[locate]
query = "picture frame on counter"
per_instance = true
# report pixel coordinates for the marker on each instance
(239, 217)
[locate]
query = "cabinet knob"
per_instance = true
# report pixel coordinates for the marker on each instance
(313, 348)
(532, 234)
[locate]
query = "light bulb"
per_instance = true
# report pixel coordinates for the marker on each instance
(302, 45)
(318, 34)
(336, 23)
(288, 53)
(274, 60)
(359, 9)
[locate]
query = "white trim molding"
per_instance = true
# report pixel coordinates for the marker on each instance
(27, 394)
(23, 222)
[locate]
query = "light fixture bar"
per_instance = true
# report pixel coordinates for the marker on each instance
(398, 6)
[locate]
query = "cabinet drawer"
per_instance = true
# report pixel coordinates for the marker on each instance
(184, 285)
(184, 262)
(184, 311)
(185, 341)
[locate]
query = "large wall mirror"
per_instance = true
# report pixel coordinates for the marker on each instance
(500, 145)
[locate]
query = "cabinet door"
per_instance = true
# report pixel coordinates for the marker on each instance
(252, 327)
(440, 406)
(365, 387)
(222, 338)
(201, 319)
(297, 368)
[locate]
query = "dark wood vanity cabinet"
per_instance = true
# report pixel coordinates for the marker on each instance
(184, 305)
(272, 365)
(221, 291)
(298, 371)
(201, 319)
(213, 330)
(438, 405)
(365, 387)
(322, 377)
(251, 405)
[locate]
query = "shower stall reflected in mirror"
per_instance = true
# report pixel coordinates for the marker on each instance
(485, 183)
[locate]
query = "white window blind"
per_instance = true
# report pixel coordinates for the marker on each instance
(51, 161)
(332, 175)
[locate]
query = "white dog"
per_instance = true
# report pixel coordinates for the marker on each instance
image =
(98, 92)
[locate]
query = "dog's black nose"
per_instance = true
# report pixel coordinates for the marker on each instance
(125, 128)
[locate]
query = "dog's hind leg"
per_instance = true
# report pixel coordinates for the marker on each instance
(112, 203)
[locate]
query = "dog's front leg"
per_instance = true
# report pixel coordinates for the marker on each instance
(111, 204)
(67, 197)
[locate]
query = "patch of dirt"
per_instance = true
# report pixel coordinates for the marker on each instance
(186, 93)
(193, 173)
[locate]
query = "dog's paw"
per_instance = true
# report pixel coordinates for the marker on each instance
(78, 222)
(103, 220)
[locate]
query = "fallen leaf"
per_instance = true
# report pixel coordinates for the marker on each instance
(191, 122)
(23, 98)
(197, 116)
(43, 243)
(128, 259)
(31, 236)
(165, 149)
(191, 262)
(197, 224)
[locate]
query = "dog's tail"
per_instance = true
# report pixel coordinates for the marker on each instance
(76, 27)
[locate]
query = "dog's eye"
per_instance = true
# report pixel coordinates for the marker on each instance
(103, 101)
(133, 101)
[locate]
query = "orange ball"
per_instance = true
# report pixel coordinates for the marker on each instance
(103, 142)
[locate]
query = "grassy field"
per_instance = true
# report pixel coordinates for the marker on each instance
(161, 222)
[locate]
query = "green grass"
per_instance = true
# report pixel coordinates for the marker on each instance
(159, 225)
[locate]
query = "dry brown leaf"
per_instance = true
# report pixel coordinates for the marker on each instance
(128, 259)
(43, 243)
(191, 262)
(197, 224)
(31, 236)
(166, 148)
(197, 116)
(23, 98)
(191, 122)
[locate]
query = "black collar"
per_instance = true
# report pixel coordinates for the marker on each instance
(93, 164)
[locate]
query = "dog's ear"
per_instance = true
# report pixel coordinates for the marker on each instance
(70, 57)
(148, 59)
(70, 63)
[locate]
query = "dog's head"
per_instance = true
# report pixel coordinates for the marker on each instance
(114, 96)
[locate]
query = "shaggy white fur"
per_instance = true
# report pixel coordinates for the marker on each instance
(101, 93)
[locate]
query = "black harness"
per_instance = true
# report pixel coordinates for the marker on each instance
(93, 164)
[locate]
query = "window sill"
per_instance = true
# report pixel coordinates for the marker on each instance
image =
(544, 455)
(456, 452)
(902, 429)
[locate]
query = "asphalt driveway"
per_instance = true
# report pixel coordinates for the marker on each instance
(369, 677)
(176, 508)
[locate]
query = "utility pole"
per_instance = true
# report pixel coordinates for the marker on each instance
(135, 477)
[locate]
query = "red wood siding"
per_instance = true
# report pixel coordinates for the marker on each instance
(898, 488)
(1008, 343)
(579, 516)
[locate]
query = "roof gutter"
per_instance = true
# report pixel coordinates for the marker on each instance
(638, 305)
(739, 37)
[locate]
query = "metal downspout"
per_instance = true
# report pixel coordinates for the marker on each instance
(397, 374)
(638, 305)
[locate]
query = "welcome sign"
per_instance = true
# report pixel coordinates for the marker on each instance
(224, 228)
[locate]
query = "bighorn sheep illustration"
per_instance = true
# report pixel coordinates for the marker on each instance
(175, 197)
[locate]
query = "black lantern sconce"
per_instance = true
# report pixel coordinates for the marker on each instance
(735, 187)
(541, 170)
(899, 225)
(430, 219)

WHAT TO DO: Report all lines of the data that include the word "black".

SOLVED PROBLEM:
query = "dog's black nose"
query = "black collar"
query = "black harness"
query = "black lantern sconce"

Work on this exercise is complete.